- What you will do
- 1) In the passage on AI in life science businesses, write out everything from "This type of" down to "and document types.", substituting "administrative" for "back-office".
- 2) In one to three sentences, explain what value the passage on AI in life science businesses gives for the three types of AI used by those businesses.

Usually, research studies suggest looking at Artificial Intelligence (AI) through the lens of business inclinations rather than technologies. There are three types of AI being deployed by life science businesses that can present a framework for enhancing efficiencies; find them below.
This type of AI relates to the automation of what one can broadly call back-office function. It is installed through more efficient handling of digital and physical tasks using technology.
• Shifting the data from a site to storage or relocating the data from a call or email into a record storing system.
• Reconciling failures in systems or data by merging and automatically checking the information in multiple designs and document types.
• Reading radiology or clinical reports through Natural Language Processing (NLP) techniques to extract provisions, data points, and eventually making conclusions.

- Record extracts
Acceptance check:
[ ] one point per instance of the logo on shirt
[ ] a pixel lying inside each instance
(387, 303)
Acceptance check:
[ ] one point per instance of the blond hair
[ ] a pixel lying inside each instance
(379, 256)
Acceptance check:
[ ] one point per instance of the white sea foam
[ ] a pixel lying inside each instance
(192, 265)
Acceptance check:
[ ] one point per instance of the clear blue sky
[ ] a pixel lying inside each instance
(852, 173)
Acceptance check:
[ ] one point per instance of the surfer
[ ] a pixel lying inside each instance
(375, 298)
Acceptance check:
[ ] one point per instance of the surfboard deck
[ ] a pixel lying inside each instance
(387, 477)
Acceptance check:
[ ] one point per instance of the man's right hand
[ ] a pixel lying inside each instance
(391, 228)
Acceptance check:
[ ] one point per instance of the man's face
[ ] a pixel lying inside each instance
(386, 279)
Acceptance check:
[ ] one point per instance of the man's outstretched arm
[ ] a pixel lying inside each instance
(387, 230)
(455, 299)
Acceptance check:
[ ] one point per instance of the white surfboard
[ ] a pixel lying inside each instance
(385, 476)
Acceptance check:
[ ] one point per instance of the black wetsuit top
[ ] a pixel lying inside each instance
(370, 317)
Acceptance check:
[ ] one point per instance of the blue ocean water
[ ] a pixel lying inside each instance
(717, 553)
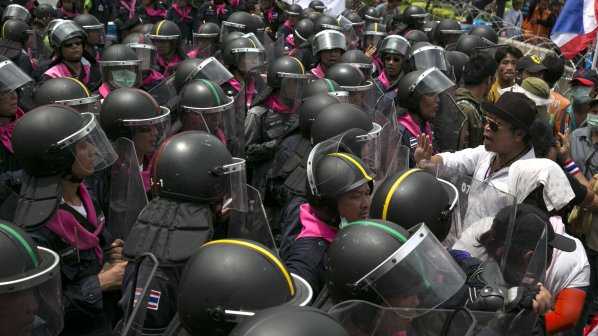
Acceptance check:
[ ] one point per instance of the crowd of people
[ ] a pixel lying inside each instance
(241, 168)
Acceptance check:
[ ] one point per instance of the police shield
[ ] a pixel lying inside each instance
(127, 193)
(253, 223)
(141, 296)
(364, 318)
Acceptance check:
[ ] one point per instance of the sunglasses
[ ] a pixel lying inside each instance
(71, 44)
(393, 59)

- Answers given
- 1)
This type of AI relates to the automation of what one can broadly call administrative function. It is installed through more efficient handling of digital and physical tasks using technology.
• Shifting the data from a site to storage or relocating the data from a call or email into a record storing system.
• Reconciling failures in systems or data by merging and automatically checking the information in multiple designs and document types.

- 2) The three types of AI being deployed by life science businesses can present a framework for enhancing efficiencies.